** START OF SELECTED EXTRACT **

Planet Venus

From Creative Commons
Revision as of 23:02, 29 February 2008 by Mike Linksvayer (talk | contribs)
Jump to: navigation, search

Creative Commmons uses feed aggregation software to collect in one place CC blogs, jurisdictions blogs, and also blogs of people and organizations that are closely associated with or actively involved in the CC community.

The software we are using to do this is called Planet Venus, which is a major rewrite of Planet done by Sam Ruby. For more information and documentation on Planet Venus, please see the project's page.

CC has slightly extended Planet Venus via a few plugins. First of all, as licensing information is eminently important to CC, we have created a plugin that will pull license information from the feeds and make it available to the HTML templates. For an example of the output, take a look at the CC Planet. The plugin is a python script named get_license_name.plugin and can be viewed/downloaded at the cctools subversion repository at sourceforge.net.

NOTE: the plugin only works for HTMLTMPL templates. XSLT and Genshi templates have full access to every feed element and therefore can extract licensing data directly.

The get_license_name.plugin requires a couple of semi-non-standard Python modules: Beautiful Soup and rdfadict. The plugin self documents to some extent via comments and in any case is not so big.

In order for the plugin to work, a small patch much also be applied to the Planet Venus code iteslf -- to a single file: planet/shell/tmpl.py. Most of the patch below is context and comments.

--- venus/planet/shell/tmpl.py  2007-12-21 19:24:02.000000000 -0800
+++ branches/production/software/planet/shell/tmpl.py   2008-02-22 15:35:18.000000000 -0800
@@ -120,6 +120,8 @@
     ['published', PlanetDate, 'published_parsed'],
     ['published_822', Rfc822, 'published_parsed'],
     ['published_iso', Rfc3399, 'published_parsed'],
+    ['license', String, 'source', 'links', {'rel': 'license'}, 'href'],
+    ['default_license', String, 'source', 'planet_default_license']
 ]
 
 # Add additional rules for source information
@@ -141,6 +143,15 @@
                     elif node.get('type','')=='application/xhtml+xml':
                         node['value'] = empty.sub(r"<\1 />", node['value'])

** END OF SELECTED EXTRACT **

__EXERCISES__:
1. Rewrite the Planet Venus page from "Creative Commmons uses" to "the project's page.", putting "feed collection software" where "feed aggregation software" now stands.
2. Using the Planet Venus page, say yes or no to each statement and back each answer with the deciding words: (a) the license plugin works with XSLT templates; (b) the patch for the plugin changes only one file; (c) Planet Venus is a major rewrite of Planet by Sam Ruby.

** START OF RECORDS **

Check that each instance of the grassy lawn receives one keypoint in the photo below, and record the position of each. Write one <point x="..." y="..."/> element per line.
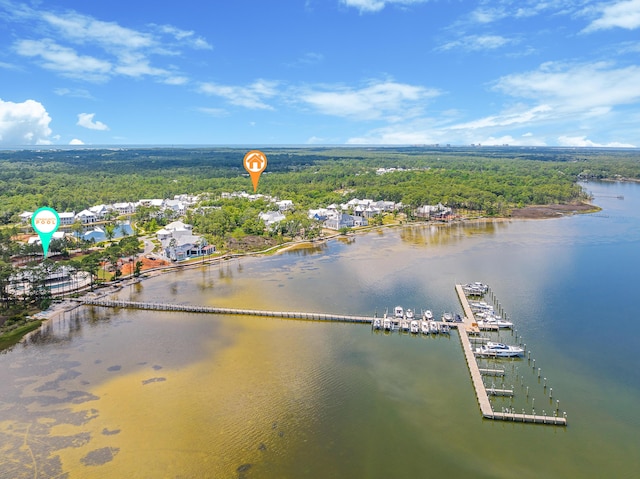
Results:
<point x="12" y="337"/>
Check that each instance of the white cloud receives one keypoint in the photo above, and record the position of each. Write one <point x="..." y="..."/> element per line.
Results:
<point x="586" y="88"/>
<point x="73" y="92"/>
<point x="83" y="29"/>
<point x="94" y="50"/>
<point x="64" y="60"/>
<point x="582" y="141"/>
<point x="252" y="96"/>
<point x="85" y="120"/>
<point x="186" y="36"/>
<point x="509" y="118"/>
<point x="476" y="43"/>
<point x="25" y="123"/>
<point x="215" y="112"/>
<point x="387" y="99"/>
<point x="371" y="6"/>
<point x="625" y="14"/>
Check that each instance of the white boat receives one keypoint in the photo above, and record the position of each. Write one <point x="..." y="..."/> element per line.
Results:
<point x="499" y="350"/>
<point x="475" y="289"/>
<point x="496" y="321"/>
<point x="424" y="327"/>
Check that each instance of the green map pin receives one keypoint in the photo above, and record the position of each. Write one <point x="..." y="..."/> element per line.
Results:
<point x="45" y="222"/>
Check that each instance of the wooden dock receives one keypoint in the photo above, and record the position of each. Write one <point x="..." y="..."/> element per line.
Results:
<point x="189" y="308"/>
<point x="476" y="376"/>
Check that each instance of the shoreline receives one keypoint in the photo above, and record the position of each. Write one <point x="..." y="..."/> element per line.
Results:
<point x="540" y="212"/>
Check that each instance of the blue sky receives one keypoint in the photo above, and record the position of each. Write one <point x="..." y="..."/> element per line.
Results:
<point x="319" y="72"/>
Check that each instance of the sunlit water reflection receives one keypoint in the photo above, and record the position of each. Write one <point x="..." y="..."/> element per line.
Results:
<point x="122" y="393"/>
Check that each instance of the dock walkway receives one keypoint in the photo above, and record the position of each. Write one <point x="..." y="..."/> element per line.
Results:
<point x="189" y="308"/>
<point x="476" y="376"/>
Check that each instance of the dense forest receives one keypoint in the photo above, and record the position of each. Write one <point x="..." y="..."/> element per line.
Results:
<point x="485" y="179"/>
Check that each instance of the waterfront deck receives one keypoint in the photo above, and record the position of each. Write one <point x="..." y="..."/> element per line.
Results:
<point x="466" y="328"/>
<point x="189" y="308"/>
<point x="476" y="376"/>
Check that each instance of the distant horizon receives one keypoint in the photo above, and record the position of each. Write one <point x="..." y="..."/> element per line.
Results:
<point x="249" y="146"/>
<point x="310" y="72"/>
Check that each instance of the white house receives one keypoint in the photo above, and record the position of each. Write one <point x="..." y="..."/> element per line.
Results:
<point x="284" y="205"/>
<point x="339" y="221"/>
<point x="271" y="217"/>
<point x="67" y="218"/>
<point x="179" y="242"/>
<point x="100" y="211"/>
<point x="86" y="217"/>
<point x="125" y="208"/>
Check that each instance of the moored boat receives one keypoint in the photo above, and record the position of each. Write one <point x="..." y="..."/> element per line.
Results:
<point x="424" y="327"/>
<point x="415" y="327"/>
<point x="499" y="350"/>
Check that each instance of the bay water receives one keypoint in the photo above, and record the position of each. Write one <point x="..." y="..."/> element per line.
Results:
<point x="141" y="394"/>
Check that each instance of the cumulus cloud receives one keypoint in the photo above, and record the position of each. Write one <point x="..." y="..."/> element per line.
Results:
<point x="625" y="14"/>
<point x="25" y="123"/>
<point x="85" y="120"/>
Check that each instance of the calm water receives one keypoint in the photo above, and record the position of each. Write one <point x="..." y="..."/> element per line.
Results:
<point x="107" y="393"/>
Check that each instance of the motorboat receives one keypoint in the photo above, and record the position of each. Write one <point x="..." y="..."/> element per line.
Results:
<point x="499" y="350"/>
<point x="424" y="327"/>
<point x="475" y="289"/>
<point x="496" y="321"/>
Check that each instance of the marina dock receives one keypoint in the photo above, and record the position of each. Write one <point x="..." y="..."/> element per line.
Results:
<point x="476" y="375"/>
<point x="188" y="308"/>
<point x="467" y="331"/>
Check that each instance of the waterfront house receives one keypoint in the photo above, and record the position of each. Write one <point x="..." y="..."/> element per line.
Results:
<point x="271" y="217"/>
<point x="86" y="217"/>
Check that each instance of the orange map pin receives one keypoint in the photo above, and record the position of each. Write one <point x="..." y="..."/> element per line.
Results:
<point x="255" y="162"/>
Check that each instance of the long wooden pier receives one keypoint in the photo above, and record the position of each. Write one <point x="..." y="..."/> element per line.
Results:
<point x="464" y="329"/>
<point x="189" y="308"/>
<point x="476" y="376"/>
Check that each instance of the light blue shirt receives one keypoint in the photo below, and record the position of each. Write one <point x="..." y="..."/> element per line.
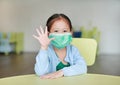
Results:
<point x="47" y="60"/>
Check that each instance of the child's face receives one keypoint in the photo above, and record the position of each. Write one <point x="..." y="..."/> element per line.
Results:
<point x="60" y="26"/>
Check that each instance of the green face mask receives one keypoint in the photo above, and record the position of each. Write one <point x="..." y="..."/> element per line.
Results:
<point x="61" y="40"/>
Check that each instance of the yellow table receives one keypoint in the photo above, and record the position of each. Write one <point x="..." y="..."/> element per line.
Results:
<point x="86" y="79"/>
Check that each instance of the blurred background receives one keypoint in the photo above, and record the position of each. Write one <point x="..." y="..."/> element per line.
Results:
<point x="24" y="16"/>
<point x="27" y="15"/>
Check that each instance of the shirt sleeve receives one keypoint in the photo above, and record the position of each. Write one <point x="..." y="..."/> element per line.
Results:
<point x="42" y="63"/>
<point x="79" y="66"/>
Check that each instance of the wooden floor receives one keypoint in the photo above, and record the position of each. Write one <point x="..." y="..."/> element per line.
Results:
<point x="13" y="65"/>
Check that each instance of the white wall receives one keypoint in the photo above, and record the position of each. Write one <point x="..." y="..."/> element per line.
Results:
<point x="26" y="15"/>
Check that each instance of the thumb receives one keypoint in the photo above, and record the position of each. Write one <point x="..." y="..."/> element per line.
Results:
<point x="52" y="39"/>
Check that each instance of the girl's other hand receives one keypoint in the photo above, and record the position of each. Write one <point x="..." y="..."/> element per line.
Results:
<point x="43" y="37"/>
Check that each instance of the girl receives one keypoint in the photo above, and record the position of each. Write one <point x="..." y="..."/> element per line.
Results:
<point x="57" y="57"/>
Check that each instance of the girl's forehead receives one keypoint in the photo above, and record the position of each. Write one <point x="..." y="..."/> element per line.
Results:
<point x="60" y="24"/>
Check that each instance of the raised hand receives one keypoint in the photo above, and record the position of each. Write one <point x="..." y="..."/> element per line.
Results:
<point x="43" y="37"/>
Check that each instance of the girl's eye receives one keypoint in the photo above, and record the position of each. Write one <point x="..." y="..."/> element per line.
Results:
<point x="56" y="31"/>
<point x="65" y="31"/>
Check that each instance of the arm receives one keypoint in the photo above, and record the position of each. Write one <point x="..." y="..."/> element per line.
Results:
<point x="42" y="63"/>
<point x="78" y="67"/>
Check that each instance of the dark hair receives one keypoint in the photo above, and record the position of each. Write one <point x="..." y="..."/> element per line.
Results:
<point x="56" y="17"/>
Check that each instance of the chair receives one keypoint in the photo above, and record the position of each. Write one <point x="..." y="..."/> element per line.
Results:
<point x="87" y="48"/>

** END OF RECORDS **

__SOLUTION LIST__:
1.
Creative Commmons uses feed collection software to collect in one place CC blogs, jurisdictions blogs, and also blogs of people and organizations that are closely associated with or actively involved in the CC community.

The software we are using to do this is called Planet Venus, which is a major rewrite of Planet done by Sam Ruby. For more information and documentation on Planet Venus, please see the project's page.

2.
(a) No: "the plugin only works for HTMLTMPL templates."
(b) Yes: "to a single file: planet/shell/tmpl.py"
(c) Yes: "which is a major rewrite of Planet done by Sam Ruby"